AIM OF THE EXERCISE: Nothing should differ between your answer and the records below.

(Collected data)
****************
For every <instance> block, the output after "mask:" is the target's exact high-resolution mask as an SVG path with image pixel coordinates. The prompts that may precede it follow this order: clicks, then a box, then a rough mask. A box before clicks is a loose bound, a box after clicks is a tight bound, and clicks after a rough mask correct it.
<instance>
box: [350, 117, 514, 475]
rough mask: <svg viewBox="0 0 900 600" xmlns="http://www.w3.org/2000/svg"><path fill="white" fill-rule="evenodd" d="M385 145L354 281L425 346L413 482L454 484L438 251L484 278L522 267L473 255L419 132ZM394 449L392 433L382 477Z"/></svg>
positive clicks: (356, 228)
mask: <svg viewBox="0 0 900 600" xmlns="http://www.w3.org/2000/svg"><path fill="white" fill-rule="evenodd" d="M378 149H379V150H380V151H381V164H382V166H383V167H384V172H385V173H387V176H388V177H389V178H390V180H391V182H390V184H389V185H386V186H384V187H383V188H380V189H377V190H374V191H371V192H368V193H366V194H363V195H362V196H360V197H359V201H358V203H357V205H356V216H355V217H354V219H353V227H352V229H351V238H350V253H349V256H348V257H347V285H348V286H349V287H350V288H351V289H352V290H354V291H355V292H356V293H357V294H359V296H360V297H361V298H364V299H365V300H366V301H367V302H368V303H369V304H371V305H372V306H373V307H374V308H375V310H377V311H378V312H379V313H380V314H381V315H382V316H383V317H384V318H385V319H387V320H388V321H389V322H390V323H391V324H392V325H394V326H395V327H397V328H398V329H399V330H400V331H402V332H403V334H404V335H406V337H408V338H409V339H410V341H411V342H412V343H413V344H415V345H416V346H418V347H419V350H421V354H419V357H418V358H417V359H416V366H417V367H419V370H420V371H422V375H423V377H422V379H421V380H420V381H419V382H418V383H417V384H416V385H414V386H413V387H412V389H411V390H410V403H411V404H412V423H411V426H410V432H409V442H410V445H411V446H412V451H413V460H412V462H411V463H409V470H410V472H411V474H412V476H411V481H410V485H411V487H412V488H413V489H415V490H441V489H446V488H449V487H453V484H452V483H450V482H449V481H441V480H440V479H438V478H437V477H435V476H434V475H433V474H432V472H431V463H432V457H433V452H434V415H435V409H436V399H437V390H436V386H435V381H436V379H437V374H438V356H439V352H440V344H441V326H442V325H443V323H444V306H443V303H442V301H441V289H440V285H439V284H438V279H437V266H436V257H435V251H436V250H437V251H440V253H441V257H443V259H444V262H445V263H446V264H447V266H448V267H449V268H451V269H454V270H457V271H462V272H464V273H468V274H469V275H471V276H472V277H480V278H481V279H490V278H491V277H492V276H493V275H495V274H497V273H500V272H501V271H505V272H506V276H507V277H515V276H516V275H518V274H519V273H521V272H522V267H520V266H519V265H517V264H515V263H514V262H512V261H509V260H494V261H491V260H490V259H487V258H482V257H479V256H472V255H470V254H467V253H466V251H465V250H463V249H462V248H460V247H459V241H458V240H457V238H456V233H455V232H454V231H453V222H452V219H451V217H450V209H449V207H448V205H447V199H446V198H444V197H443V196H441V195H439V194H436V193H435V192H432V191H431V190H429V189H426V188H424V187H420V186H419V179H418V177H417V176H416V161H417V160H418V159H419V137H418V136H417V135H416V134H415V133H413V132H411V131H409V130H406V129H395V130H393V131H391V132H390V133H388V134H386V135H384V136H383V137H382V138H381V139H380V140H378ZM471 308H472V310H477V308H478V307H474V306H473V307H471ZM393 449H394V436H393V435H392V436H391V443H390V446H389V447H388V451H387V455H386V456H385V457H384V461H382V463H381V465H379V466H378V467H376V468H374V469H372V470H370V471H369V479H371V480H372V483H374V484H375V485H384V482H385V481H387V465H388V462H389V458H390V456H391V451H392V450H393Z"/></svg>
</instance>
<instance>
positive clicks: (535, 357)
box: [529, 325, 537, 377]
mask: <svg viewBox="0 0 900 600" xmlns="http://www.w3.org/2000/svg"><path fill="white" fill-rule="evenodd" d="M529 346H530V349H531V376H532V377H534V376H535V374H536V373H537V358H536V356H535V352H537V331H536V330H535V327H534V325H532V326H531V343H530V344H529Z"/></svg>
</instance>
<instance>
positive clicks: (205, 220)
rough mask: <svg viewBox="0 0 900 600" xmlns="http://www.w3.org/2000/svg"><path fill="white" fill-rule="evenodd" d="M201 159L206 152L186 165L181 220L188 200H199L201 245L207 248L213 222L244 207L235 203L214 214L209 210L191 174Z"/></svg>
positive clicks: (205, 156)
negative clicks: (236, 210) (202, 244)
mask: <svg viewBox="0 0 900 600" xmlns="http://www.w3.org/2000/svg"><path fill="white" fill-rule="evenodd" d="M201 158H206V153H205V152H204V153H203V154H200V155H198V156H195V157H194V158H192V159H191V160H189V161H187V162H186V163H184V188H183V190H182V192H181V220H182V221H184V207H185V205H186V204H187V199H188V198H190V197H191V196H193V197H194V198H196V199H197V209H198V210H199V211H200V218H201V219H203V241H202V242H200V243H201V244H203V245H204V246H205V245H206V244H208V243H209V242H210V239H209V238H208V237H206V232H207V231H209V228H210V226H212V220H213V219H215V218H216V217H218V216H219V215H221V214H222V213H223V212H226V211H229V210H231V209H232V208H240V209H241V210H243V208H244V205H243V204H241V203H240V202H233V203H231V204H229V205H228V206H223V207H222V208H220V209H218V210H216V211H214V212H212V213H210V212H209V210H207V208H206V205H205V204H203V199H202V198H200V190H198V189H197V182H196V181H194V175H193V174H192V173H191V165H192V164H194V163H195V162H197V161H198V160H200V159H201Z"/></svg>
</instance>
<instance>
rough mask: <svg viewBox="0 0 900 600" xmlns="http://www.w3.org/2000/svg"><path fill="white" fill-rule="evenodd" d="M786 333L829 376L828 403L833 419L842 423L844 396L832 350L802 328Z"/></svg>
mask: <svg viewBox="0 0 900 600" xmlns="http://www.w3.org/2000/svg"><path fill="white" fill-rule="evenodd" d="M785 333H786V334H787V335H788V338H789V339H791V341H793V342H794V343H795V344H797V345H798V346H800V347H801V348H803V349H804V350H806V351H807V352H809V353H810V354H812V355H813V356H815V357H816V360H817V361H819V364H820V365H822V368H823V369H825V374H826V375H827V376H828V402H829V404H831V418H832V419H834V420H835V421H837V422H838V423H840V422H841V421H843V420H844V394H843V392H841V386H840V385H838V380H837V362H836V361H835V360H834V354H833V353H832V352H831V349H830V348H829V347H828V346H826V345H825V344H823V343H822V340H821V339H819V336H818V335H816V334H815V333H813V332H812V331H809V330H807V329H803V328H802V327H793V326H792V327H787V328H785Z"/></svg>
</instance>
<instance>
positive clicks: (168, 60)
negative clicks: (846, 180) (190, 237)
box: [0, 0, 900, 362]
****************
EXERCISE ANSWER:
For every <instance> block, the output after "mask:" is the target's exact high-resolution mask as an SVG path with image pixel coordinates. The prompts that may precede it follow this order: clicks, then a box, then a rough mask. A box before clicks is a loose bound, a box after clicks is a tight bound, and clicks after a rough mask correct it.
<instance>
box: [350, 117, 514, 475]
rough mask: <svg viewBox="0 0 900 600" xmlns="http://www.w3.org/2000/svg"><path fill="white" fill-rule="evenodd" d="M385 145L354 281L425 346L413 482L454 484L438 251L484 278L522 267L473 255L419 132ZM394 449L392 433L382 477Z"/></svg>
positive clicks: (356, 228)
mask: <svg viewBox="0 0 900 600" xmlns="http://www.w3.org/2000/svg"><path fill="white" fill-rule="evenodd" d="M378 149H379V150H380V151H381V164H382V166H383V167H384V172H385V173H387V176H388V177H389V178H390V180H391V182H390V184H389V185H386V186H384V187H383V188H380V189H377V190H374V191H371V192H368V193H366V194H363V195H362V196H360V197H359V201H358V203H357V205H356V216H355V217H354V219H353V227H352V229H351V238H350V253H349V256H348V257H347V285H348V286H349V287H350V288H351V289H352V290H354V291H355V292H356V293H357V294H359V296H360V297H361V298H364V299H365V300H366V301H367V302H368V303H369V304H371V305H372V306H373V307H374V308H375V310H377V311H378V312H379V313H380V314H381V315H382V316H383V317H384V318H385V319H387V320H388V321H389V322H390V323H391V324H392V325H394V326H395V327H397V328H398V329H399V330H400V331H402V332H403V334H404V335H406V337H408V338H409V339H410V341H411V342H412V343H413V344H415V345H416V346H418V347H419V350H421V354H419V357H418V358H417V359H416V366H417V367H419V370H420V371H422V375H423V377H422V379H421V380H420V381H419V382H418V383H417V384H416V385H414V386H413V387H412V389H411V390H410V403H411V404H412V423H411V426H410V432H409V442H410V445H411V446H412V451H413V460H412V462H411V463H409V470H410V472H411V474H412V476H411V481H410V485H411V487H412V488H413V489H415V490H441V489H446V488H449V487H453V484H452V483H450V482H449V481H441V480H440V479H438V478H437V477H435V476H434V475H433V474H432V472H431V463H432V457H433V452H434V415H435V409H436V399H437V390H436V386H435V381H436V379H437V374H438V356H439V352H440V344H441V326H442V325H443V323H444V306H443V303H442V301H441V289H440V285H439V284H438V279H437V266H436V257H435V251H436V250H437V251H440V253H441V257H443V259H444V262H445V263H446V264H447V266H448V267H449V268H451V269H454V270H457V271H462V272H464V273H468V274H469V275H471V276H472V277H480V278H481V279H490V278H491V277H492V276H493V275H495V274H497V273H500V272H501V271H505V272H506V276H507V277H515V276H516V275H518V274H519V273H521V272H522V267H520V266H519V265H517V264H515V263H514V262H512V261H509V260H494V261H491V260H490V259H487V258H482V257H479V256H472V255H470V254H467V253H466V251H465V250H463V249H462V248H460V247H459V241H458V240H457V238H456V233H455V232H454V231H453V222H452V219H451V217H450V209H449V207H448V205H447V199H446V198H444V197H443V196H441V195H439V194H436V193H435V192H432V191H431V190H429V189H426V188H424V187H420V186H419V179H418V177H417V176H416V161H417V160H418V159H419V137H418V136H417V135H416V134H415V133H413V132H411V131H409V130H406V129H395V130H393V131H391V132H390V133H388V134H386V135H384V136H383V137H382V138H381V139H380V140H378ZM471 308H472V310H477V308H478V307H474V306H473V307H471ZM393 449H394V436H393V435H392V436H391V443H390V446H389V447H388V451H387V455H386V456H385V457H384V461H382V463H381V465H379V466H378V467H376V468H374V469H372V470H370V471H369V479H371V480H372V483H374V484H375V485H384V482H385V481H387V465H388V462H389V458H390V456H391V451H392V450H393Z"/></svg>
</instance>
<instance>
positive clicks: (535, 357)
box: [529, 325, 537, 377]
mask: <svg viewBox="0 0 900 600" xmlns="http://www.w3.org/2000/svg"><path fill="white" fill-rule="evenodd" d="M529 346H530V349H531V376H532V377H534V376H535V374H536V373H537V358H536V356H535V352H537V331H536V330H535V327H534V325H532V326H531V343H530V344H529Z"/></svg>
</instance>
<instance>
positive clicks: (205, 220)
rough mask: <svg viewBox="0 0 900 600" xmlns="http://www.w3.org/2000/svg"><path fill="white" fill-rule="evenodd" d="M201 159L206 152L186 165L181 220L188 200H199L201 245L207 248L213 222L244 207L235 203L214 214L209 210L191 174Z"/></svg>
positive clicks: (205, 156)
negative clicks: (236, 210) (202, 244)
mask: <svg viewBox="0 0 900 600" xmlns="http://www.w3.org/2000/svg"><path fill="white" fill-rule="evenodd" d="M201 158H206V153H205V152H204V153H203V154H200V155H198V156H195V157H194V158H192V159H191V160H189V161H187V162H186V163H184V188H183V190H182V192H181V220H182V221H184V207H185V205H186V204H187V199H188V198H190V197H191V196H193V197H194V198H196V199H197V209H198V210H199V211H200V218H201V219H203V241H202V242H200V243H201V244H203V245H204V246H205V245H206V244H208V243H209V242H210V239H209V238H208V237H206V232H207V231H209V228H210V226H212V220H213V219H215V218H216V217H218V216H219V215H221V214H222V213H223V212H226V211H229V210H231V209H232V208H240V209H241V210H243V208H244V205H243V204H241V203H240V202H233V203H231V204H229V205H228V206H223V207H222V208H220V209H218V210H216V211H214V212H212V213H210V212H209V210H207V208H206V205H205V204H203V199H202V198H200V190H198V189H197V182H196V181H194V175H193V174H192V173H191V165H192V164H194V163H195V162H197V161H198V160H200V159H201Z"/></svg>
</instance>
<instance>
rough mask: <svg viewBox="0 0 900 600" xmlns="http://www.w3.org/2000/svg"><path fill="white" fill-rule="evenodd" d="M786 333L829 376L828 403L833 419L842 423L844 396L832 350L802 328Z"/></svg>
mask: <svg viewBox="0 0 900 600" xmlns="http://www.w3.org/2000/svg"><path fill="white" fill-rule="evenodd" d="M785 333H786V334H787V335H788V338H789V339H791V341H793V342H794V343H795V344H797V345H798V346H800V347H801V348H803V349H804V350H806V351H807V352H809V353H810V354H812V355H813V356H815V357H816V360H817V361H819V364H820V365H822V368H823V369H825V374H826V375H827V376H828V402H829V404H831V418H832V419H834V420H835V421H837V422H838V423H840V422H841V421H843V420H844V394H843V392H841V386H840V385H838V380H837V362H836V361H835V360H834V354H833V353H832V352H831V349H830V348H829V347H828V346H826V345H825V344H823V343H822V340H821V339H819V336H818V335H816V334H815V333H813V332H812V331H809V330H807V329H803V328H802V327H793V326H792V327H787V328H785Z"/></svg>
</instance>
<instance>
positive clicks: (168, 60)
negative clicks: (846, 180) (190, 237)
box: [0, 0, 900, 362]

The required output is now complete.